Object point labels
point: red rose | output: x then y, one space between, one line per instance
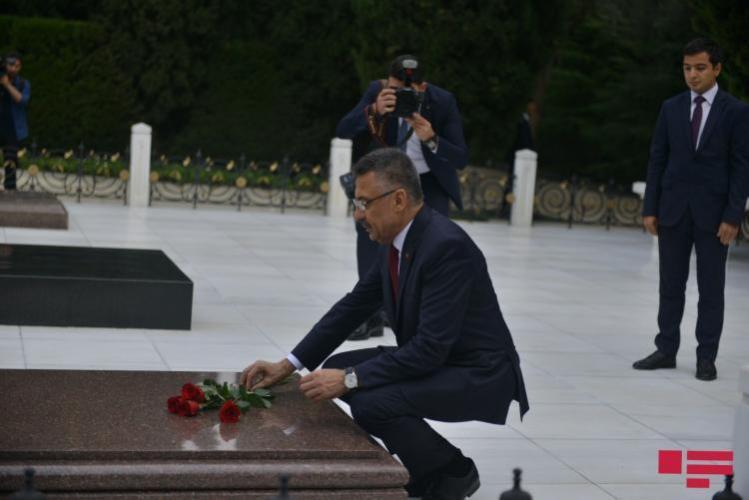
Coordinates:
193 393
173 404
229 412
188 408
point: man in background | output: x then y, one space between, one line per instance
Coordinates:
697 185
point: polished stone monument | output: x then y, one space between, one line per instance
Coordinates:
32 209
98 434
92 287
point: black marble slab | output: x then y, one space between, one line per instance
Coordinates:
32 209
100 434
92 287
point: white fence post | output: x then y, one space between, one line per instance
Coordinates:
741 437
140 165
524 188
340 163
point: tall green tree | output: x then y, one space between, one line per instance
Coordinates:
617 62
727 22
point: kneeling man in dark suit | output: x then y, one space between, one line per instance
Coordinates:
455 359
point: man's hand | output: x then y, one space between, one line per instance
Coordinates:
651 224
323 384
422 128
261 374
727 232
385 102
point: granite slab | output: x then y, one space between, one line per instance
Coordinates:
92 287
99 434
32 209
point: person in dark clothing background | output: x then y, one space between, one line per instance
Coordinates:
432 137
15 93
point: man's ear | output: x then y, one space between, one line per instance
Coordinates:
401 199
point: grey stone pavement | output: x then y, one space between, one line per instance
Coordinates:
581 305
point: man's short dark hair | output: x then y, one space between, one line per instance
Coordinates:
394 168
699 45
407 66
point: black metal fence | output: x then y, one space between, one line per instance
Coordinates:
198 180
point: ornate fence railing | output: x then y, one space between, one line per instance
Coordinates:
285 184
196 180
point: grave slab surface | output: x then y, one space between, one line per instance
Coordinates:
96 287
99 434
32 209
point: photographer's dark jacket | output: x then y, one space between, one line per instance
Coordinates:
440 109
452 338
15 112
711 182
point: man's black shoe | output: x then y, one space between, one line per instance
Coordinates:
706 370
655 361
447 487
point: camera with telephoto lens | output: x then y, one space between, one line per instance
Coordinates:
348 184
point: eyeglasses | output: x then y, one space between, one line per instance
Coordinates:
361 204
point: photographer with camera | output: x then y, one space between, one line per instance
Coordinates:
421 119
15 93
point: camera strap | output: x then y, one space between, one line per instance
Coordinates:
405 131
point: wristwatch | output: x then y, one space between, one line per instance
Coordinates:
349 378
432 143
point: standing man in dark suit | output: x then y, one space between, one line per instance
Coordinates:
455 359
432 136
697 185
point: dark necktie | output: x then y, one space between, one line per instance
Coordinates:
697 119
403 129
394 271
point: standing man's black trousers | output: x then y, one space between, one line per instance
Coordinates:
675 248
387 414
366 249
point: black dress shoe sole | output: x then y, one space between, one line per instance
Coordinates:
661 366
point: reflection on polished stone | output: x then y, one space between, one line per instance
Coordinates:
89 431
84 286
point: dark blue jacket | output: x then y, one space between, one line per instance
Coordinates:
447 323
441 110
713 181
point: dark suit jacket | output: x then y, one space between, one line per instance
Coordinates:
447 322
712 181
441 110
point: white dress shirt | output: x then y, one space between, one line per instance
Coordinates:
398 242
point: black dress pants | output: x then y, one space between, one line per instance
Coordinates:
386 413
674 249
366 249
10 161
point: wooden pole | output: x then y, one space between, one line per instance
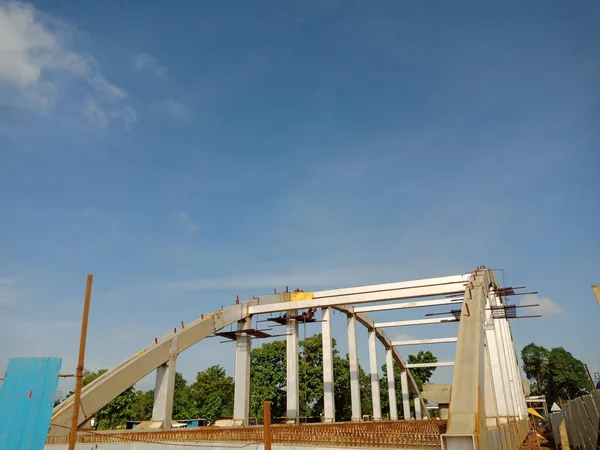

» **PROBLEM REQUIREMENTS**: Find every line in the rows that contains the word "shoe", and copy each one.

» **FULL ANSWER**:
point: man's black shoe | output: x then y, one space between, one line per instance
point: black dress shoe sole | output: x then y, one space between, one line per instance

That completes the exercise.